[Passage]:
--- START ---
# Breeding RBP(Eggs Vs. Fish)



## Lawfficer (Feb 4, 2006)

If a person does everything right and under prime conditions, how many our of a spawn will survive and grow in to adults???

Percentage??


----------



## LGHT (Nov 9, 2005)

Never breed P's, but Angels I could get about 90% once they where free swimmers. Never know how many die before that just too small to count or get an accurate estimate.


----------



## frankyo (Oct 20, 2004)

I want to say 75 to 80 and you have to make sure you feed them or they will turn on them selfs and eat other, the smaller ones first.


----------



## TheTyeMan (Aug 9, 2004)

the first batch of eggs you will be luck to have 5% make it. it goes up from there. my first batch 7 made it to the store. second lost them all, third time about 30% until one out grew the rest and killed them all.

it all depends on how much time you can spare to take care of them and how well you do it


----------



## FishBoy867 (Mar 29, 2006)
--- END ---
[Material supplied]:
--- START ---
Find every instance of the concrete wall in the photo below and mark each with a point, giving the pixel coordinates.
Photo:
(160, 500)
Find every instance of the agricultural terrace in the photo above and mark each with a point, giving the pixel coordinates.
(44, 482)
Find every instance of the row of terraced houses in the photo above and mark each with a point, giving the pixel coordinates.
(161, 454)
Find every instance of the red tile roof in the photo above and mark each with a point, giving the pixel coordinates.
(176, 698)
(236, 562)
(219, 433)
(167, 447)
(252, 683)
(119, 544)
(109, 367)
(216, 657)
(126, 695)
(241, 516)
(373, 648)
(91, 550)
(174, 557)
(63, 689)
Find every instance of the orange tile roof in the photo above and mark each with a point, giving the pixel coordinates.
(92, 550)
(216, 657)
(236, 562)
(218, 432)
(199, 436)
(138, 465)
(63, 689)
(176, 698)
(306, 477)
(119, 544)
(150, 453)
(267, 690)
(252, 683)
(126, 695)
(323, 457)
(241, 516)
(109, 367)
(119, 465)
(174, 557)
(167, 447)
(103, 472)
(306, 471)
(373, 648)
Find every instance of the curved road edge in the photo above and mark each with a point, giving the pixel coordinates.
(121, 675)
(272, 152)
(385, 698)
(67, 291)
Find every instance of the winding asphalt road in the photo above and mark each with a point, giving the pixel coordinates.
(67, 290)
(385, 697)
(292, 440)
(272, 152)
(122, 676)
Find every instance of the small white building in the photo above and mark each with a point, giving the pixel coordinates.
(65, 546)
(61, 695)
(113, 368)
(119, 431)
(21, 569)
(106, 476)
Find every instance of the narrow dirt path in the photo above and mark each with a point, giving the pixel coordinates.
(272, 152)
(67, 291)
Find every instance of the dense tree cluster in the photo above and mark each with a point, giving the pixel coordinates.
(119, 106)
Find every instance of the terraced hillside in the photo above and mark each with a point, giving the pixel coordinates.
--- END ---
[Exercise requirements]:
- a) Answer these from the piranha breeding thread:
(i) Which fish did LGHT get about 90% survival with once they were free swimmers?
(ii) According to frankyo, what happens if you don't feed the young?
(iii) How many from TheTyeMan's first batch made it to the store?
- b) Please write out the piranha breeding thread again, starting at "## TheTyeMan (Aug" and ending at "(Mar 29, 2006)", and switch "store" to "pet shop".
- c) Proceed with the piranha breeding thread from where it stops.
The records have nothing to do with the piranha breeding thread.

[Task-by-task results]:
- a)
(i) Angels.
(ii) They turn on themselves and eat each other, the smaller ones first.
(iii) 7.

- b)
## TheTyeMan (Aug 9, 2004)

the first batch of eggs you will be luck to have 5% make it. it goes up from there. my first batch 7 made it to the pet shop. second lost them all, third time about 30% until one out grew the rest and killed them all.

it all depends on how much time you can spare to take care of them and how well you do it


----------



## FishBoy867 (Mar 29, 2006)

- c)
Does anyone have any breeding pairs of piranhas that they are willing to sell because i want to start breeidng them or just any adults that will breed that they will sell?


----------



## black_piranha (Jan 12, 2006)

thetyeman said:


> the first batch of eggs you will be luck to have 5% make it. it goes up from there. my first batch 7 made it to the store. second lost them all, third time about 30% until one out grew the rest and killed them all.
> 
> it all depends on how much time you can spare to take care of them and how well you do it


i'd listen to him. he's tha one who actually bred em and even got an award for proof.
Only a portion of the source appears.